YOUR GOAL
Skip the images and copy each record exactly as written.

### DATA TO PROCESS

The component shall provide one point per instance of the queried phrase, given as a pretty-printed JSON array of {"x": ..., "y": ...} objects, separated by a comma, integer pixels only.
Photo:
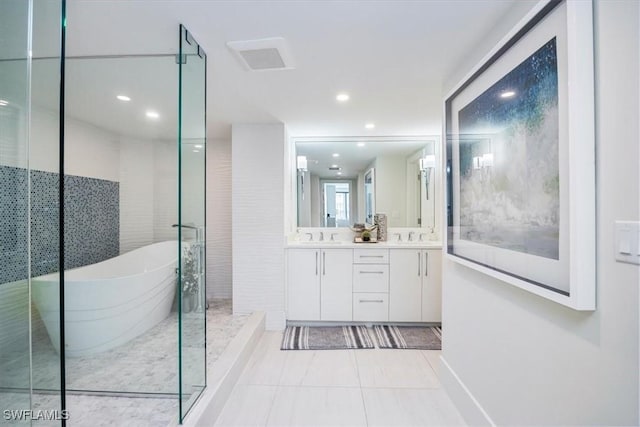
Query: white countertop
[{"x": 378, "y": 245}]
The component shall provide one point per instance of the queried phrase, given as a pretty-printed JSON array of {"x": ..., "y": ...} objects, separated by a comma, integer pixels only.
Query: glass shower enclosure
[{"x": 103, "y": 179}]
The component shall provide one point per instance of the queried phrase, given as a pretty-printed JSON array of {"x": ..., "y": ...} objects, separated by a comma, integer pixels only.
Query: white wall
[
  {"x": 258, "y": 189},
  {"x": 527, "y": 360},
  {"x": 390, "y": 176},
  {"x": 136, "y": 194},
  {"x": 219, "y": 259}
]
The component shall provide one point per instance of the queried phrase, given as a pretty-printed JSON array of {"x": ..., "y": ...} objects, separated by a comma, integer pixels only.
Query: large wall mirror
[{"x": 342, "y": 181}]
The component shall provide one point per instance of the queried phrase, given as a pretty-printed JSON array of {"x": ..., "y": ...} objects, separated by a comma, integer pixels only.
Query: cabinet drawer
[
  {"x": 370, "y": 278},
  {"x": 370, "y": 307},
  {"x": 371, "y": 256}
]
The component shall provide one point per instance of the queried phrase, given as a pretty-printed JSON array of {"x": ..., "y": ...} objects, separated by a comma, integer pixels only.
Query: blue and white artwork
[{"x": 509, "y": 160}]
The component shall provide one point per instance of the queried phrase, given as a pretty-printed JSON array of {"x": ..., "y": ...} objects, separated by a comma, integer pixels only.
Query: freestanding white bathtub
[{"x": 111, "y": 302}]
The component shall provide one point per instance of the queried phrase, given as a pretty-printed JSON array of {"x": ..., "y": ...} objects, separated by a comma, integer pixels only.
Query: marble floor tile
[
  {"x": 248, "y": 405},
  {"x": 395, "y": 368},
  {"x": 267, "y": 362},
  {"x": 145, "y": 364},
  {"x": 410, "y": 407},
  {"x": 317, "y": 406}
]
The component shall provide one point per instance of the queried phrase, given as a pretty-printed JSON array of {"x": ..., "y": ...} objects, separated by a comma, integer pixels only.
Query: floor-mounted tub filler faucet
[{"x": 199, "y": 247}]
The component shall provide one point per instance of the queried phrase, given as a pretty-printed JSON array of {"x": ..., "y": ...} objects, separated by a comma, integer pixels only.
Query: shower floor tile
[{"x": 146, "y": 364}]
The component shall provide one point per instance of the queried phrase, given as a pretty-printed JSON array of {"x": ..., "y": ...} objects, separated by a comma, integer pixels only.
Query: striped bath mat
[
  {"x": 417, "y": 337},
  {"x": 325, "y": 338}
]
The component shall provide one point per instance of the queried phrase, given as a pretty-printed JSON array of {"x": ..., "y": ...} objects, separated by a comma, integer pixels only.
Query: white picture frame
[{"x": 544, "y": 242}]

######

EXERCISE RESPONSE
The component shall provide one point per instance of the queried phrase, given as a pretty-printed JSON array of {"x": ..., "y": ...} objects, separated by a comma, integer pixels only.
Photo:
Query: white countertop
[{"x": 378, "y": 245}]
The component shall provide one point per instance of the queried phrase, given as a pretty-printed JSON array of {"x": ..., "y": ...} objects, separated by a comma, integer pixels only.
Query: glass shower enclosure
[{"x": 103, "y": 179}]
The component shall provide one point per instance of the queried phrase, given as a pretty-printed JSON array of {"x": ..., "y": ...} objects, separated by a comma, integer pixels only.
Query: white wall
[
  {"x": 258, "y": 189},
  {"x": 527, "y": 360},
  {"x": 390, "y": 176},
  {"x": 136, "y": 194},
  {"x": 219, "y": 259}
]
The component shall provide one point per instance of the queried phrase, given as a pretty-printed JSON array of {"x": ..., "y": ...} objects, separated by a comma, integer pixels only.
Query: large wall mirror
[{"x": 342, "y": 181}]
The component shall provide one point per instance of the queried phrase, given as a pretty-printed JSON array of {"x": ..., "y": ...} objects, separated by a comma, integer pixels only.
Query: cabinet drawer
[
  {"x": 370, "y": 278},
  {"x": 370, "y": 307},
  {"x": 371, "y": 256}
]
The component shall provide one point per instance of the queried phrase, given as a pretty-printed JSON array of {"x": ..., "y": ...} objects, separated by a comma, integer pixels only.
Query: blue and white artwork
[{"x": 509, "y": 160}]
The component shall provide one point per instance of the queried phrase, given as a pretty-printed JSON array of {"x": ..., "y": ...} objects, separated by a comma, integer pixels only.
Query: freestanding white bathtub
[{"x": 111, "y": 302}]
The component shall provide one point per instance of the queried phrase, given as a pretty-printed JSON array of {"x": ..., "y": ...} objects, separated by a comma, integer pixels only.
Query: marble floor tile
[
  {"x": 248, "y": 405},
  {"x": 395, "y": 368},
  {"x": 267, "y": 362},
  {"x": 145, "y": 364},
  {"x": 410, "y": 407},
  {"x": 317, "y": 406}
]
The component shall provide one point per instance of the queried phrase, given as a pretty-printed JSON array of {"x": ..., "y": ...} objects, separated by a comma, integer pixels only.
Query: floor-mounted tub filler faucet
[{"x": 199, "y": 247}]
The component shall provide one point per instance of the queried phrase, given as a pretty-printed JSON array of {"x": ..., "y": ...} objects, separated by a comma, integer pixels only.
Query: shower floor tile
[{"x": 146, "y": 364}]
The component shall provide one point per instance of the queried phrase, given as a pretty-printed JSON array of {"x": ..., "y": ...} objects, separated by a comma, integer pixels only.
Query: striped bath mat
[
  {"x": 417, "y": 337},
  {"x": 325, "y": 338}
]
The component shall provide one point per instance of the queried phrase, given as a pretty-printed JSON array of {"x": ..., "y": ...} objects, separated by a comma, integer pixels only.
Query: white picture frame
[{"x": 544, "y": 242}]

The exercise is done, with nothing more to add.